## DIRECTIONS FOR THIS TASK:
Take the data below and repeat it exactly.
— START OF RECORDS SUPPLIED —
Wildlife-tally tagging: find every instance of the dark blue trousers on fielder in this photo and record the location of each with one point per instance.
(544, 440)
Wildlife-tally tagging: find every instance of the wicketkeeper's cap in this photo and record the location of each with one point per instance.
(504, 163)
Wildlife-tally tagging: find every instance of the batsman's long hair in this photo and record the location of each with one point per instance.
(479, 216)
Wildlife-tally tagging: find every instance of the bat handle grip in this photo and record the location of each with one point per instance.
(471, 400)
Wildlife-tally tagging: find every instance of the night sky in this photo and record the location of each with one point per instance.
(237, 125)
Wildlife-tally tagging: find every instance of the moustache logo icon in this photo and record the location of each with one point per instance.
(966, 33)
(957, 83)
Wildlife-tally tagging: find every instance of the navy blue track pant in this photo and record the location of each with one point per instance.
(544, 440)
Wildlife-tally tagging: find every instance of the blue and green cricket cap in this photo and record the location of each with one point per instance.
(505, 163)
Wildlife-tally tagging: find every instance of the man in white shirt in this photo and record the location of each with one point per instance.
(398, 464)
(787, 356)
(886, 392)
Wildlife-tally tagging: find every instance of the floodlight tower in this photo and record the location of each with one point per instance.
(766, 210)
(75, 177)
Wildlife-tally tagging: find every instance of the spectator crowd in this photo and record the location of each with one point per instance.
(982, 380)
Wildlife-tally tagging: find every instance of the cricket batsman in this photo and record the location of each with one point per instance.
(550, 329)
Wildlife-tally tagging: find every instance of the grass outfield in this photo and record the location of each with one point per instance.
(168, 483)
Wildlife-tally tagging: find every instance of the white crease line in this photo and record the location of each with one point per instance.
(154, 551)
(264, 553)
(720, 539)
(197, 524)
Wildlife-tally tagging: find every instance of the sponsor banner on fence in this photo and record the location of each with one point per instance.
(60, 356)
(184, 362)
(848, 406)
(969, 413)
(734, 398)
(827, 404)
— END OF RECORDS SUPPLIED —
## REPLY TO THE TASK:
Wildlife-tally tagging: find every instance of the dark blue trousers on fielder in this photo and record the location of each with one point per instance.
(544, 440)
Wildlife-tally tagging: find every instance of the wicketkeeper's cap in this photo and record the location of each with one point per instance.
(504, 163)
Wildlife-tally tagging: find every instance of the batsman's long hair in this photo and record the location of each with one point per instance.
(479, 216)
Wildlife-tally tagging: find every instance of the bat handle grip in this photo and record the location of each with one point per instance.
(471, 400)
Wildlife-tally tagging: find every instance of the night sky in this photo and record the location of each with one point per instance.
(237, 125)
Wildlife-tally tagging: find every instance of the moustache logo icon in this photo and record the location of each with one point per instance.
(966, 33)
(957, 83)
Wildlife-tally tagging: find every instance of the navy blue track pant in this photo and record the location of each with one point per instance.
(544, 440)
Wildlife-tally tagging: find every instance of the blue and green cricket cap in this photo and record the location of each with one point per instance.
(505, 163)
Wildlife-tally tagging: find every instance of the man in white shirt in this photo and record the location of each with one point per instance.
(398, 464)
(787, 356)
(886, 392)
Wildlife-tally tagging: find every instance of the floodlight tower in this photo and record the location of each with one point per instance.
(766, 210)
(75, 177)
Wildlife-tally tagging: find every instance of the spectator crowd in this photo and record the location of each with one point per instance.
(982, 380)
Wildlife-tally tagging: find every instance of the cricket batsman in this photo and record the location of each with one point per instance.
(550, 329)
Wildlife-tally tagging: find every instance of the grass outfield in this photo and record the location of each with one point per instance.
(168, 483)
Wildlife-tally tagging: find every instance of the white crease line in this photo and record the location of each with one point per instance.
(154, 551)
(264, 553)
(720, 539)
(197, 524)
Wildlife-tally tagging: find every instance of the sponsor banner on fence in this photo and record the location of each with one point per instance.
(60, 356)
(184, 362)
(848, 406)
(969, 413)
(734, 398)
(827, 404)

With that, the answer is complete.